### TAREFAS DO EXERCÍCIO:
1 > De acordo com a ficha do discurso no Senado, quem foram os aparteantes?
2 > Copie da ficha do discurso no Senado o trecho que começa em "Nome completo: Cristovam" e segue até "Outros > POLITICA NACIONAL. EDUCAÇÃO.".

Discurso durante a Sessão Deliberativa Ordinária, no Senado Federal

Aponta características que empobrecem a política brasileira. Críticas à falta de consistência programática dos partidos políticos brasileiros.

Autor
Cristovam Buarque (PDT - Partido Democrático Trabalhista/DF)
Nome completo: Cristovam Ricardo Cavalcanti Buarque
Casa
Senado Federal
Tipo
Discurso
Resumo por assunto
POLITICA NACIONAL. EDUCAÇÃO.:
  • Aponta características que empobrecem a política brasileira. Críticas à falta de consistência programática dos partidos políticos brasileiros.
Aparteantes
Fátima Cleide, Sibá Machado.
Publicação
Publicação no DSF de 14/02/2008 - Página 1663
Assunto
Outros > POLITICA NACIONAL. EDUCAÇÃO.
Indexação
  • ANALISE, PRECARIEDADE, POLITICA NACIONAL, FALTA, DIRETRIZ, PARTIDO POLITICO, PROGRAMA PARTIDARIO, FIDELIDADE, CAMPANHA ELEITORAL, AUSENCIA, UNIFICAÇÃO, DEBATE, BUSCA, SOLUÇÃO, PROBLEMAS BRASILEIROS, EXCLUSIVIDADE, DISCUSSÃO, CORRUPÇÃO.
  • DENUNCIA, FALTA, ETICA, PRIORIDADE, POLITICA NACIONAL, ESPECIFICAÇÃO, OCORRENCIA, UNIVERSIDADE DE BRASILIA (UNB), OPINIÃO, IMPOSSIBILIDADE, ACUSAÇÃO, REITOR, CORRUPÇÃO, REGISTRO, AUSENCIA, DIRETRIZ, INTERESSE PUBLICO, SEMELHANÇA, RIQUEZAS, PRODUTO SUPERFLUO, EDIFICIO SEDE, MINISTERIO PUBLICO.

### CONTEÚDO DOS REGISTROS:
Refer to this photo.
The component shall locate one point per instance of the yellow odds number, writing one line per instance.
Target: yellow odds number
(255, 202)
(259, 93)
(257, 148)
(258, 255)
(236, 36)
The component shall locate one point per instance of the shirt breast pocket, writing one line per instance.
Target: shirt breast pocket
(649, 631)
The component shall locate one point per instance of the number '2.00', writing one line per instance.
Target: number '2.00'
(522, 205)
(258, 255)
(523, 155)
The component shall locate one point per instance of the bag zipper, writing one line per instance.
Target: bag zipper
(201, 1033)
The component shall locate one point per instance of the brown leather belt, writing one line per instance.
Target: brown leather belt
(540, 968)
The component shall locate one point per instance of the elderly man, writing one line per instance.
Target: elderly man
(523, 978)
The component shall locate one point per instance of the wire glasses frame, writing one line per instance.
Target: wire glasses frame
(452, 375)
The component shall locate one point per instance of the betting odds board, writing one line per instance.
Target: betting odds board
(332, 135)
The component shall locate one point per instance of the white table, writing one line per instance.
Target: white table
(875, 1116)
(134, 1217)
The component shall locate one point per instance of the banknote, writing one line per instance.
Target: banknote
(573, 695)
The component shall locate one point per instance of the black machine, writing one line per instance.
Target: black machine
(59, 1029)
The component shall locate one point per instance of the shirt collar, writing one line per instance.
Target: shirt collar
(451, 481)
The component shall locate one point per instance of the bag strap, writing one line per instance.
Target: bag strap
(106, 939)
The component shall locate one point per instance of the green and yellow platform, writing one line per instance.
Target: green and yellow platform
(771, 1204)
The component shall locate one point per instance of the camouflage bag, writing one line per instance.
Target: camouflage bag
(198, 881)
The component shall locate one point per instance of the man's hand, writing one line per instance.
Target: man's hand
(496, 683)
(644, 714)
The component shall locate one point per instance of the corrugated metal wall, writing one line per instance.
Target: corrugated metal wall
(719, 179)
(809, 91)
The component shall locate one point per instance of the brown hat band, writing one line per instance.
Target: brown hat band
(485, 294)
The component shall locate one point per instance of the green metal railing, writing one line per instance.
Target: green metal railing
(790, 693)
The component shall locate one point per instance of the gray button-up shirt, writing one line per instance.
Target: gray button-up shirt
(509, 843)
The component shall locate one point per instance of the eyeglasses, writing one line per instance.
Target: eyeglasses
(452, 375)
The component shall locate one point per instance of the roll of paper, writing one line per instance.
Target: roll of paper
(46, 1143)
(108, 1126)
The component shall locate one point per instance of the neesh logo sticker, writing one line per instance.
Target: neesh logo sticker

### RESPOSTAS DADAS:
1 > Fátima Cleide e Sibá Machado.

2 >
Nome completo: Cristovam Ricardo Cavalcanti Buarque
Casa
Senado Federal
Tipo
Discurso
Resumo por assunto
POLITICA NACIONAL. EDUCAÇÃO.:
  • Aponta características que empobrecem a política brasileira. Críticas à falta de consistência programática dos partidos políticos brasileiros.
Aparteantes
Fátima Cleide, Sibá Machado.
Publicação
Publicação no DSF de 14/02/2008 - Página 1663
Assunto
Outros > POLITICA NACIONAL. EDUCAÇÃO.